Drug Factory Fungi (TL7)

Several species of fungi produce hallucinogenic and other psychoactive compounds, or natural antibiotics like penicillin. Engineering these for improved production and new compounds is an important area of research.

Bioluminescent Fungi (TL8)

Several species of fungi have natural bioluminescence. The genes that produce luminescent chemicals can be spliced into other organisms to make them glow. Alternatively, the fungi can be modified to grow where required, even into symbiotic forms that generate patches of light on the bodies of animals. At TL8 this is unimpressive as the glow is dim, restricting it to commercial applications, but by TL9 it should be bright enough to be popular with customers.

Food Fungi (TL8)

Many consider mushrooms a delicacy, but some species are rare and difficult to cultivate. Cultured black truffles and matsutake will taste the same but be much cheaper. At the other end of the scale, unicellular yeast-like fungi could be engineered into an easy-to-grow complete food source for starship crews or overpopulated billions in future dystopias. It might be made to taste good, or it might just taste like yeast.

Bioweapon Fungi (TL9)

Fungi secrete enzymes to dissolve organic matter. Some are so powerful they can dissolve plastics, ceramics, and even metal. Gengineered fungi can be targeted to attack particular materials, in order to recycle waste products that do not decay naturally, or as an offensive weapon against enemy materiel. Mechanical and electronic devices don't operate too well when a fungus is dissolving the components from the inside. The fungal spores can be spread in the same ways as anti-materiel bacteria.

Simple molds can also be bad enough to make property worthless. Boosting a mold's ability to survive drier climates and resist removal attempts will make it a viable long-term weapon against buildings and vehicles.

Parasitic Fungi (TL9)

Another offensive use of fungi is to enhance parasitic traits and use them as biological weapons. Fungi are perfect for attacking and digesting living plants, but can also cause problems for animals, creating annoying, disfiguring, or fatal infections. Spores of a herbicidal fungus released on an enemy's crops is more efficient than chemical spraying, as the parasite will reproduce by itself and spread to infect other areas – although the user must be sure to have crops resistant to his own fungus.

Fungal Infonets (TL10)

**Questions to answer:**
1/ In the fungi text, take the part that begins at the words "Another offensive use" and stops after "his own fungus.", and switch "crops" to "fields" throughout it.
2/ According to the fungi text, what do fungi secrete to dissolve organic matter?
Use only the fungi text to answer.

**Entries shown:**
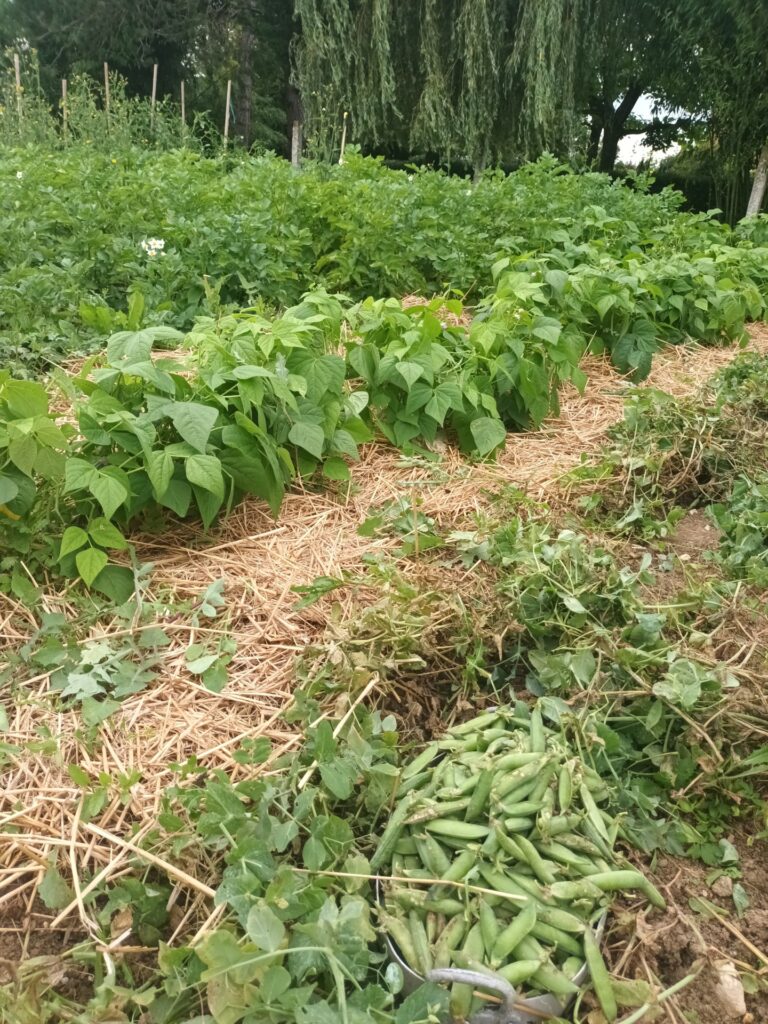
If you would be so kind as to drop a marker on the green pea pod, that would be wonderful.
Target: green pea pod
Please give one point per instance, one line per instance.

--

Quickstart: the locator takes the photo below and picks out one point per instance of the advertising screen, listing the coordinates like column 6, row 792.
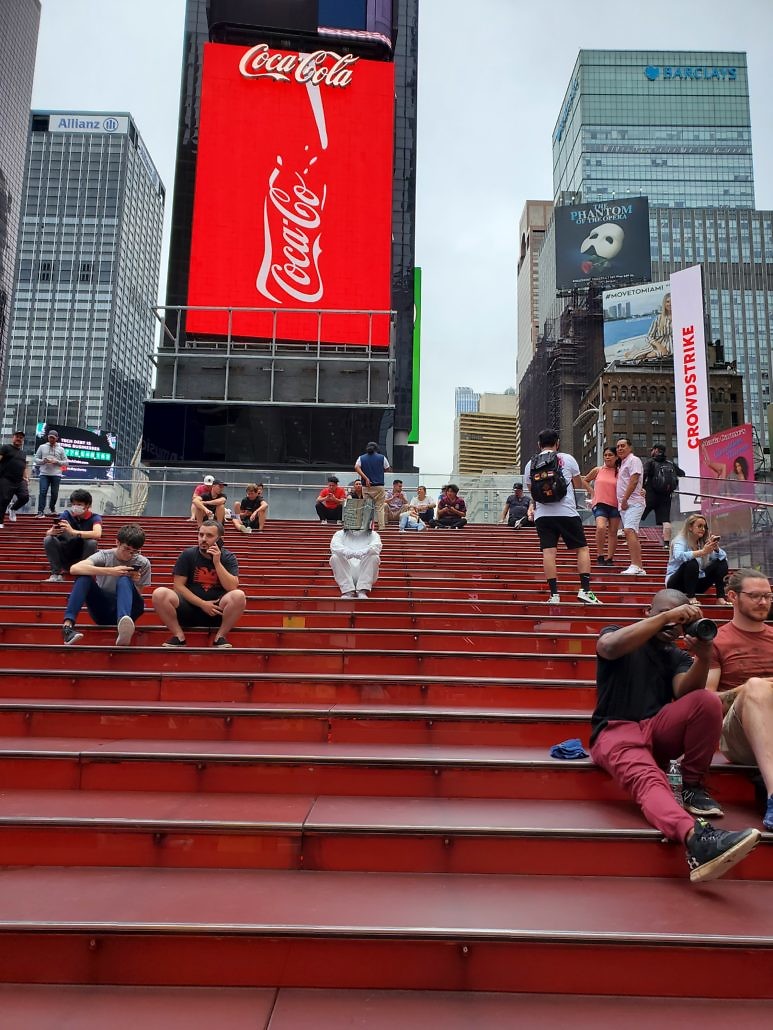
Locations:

* * *

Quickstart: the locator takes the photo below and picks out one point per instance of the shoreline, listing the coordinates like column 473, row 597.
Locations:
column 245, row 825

**Responses to the exercise:**
1/
Another offensive use of fungi is to enhance parasitic traits and use them as biological weapons. Fungi are perfect for attacking and digesting living plants, but can also cause problems for animals, creating annoying, disfiguring, or fatal infections. Spores of a herbicidal fungus released on an enemy's fields is more efficient than chemical spraying, as the parasite will reproduce by itself and spread to infect other areas – although the user must be sure to have fields resistant to his own fungus.

2/ Enzymes.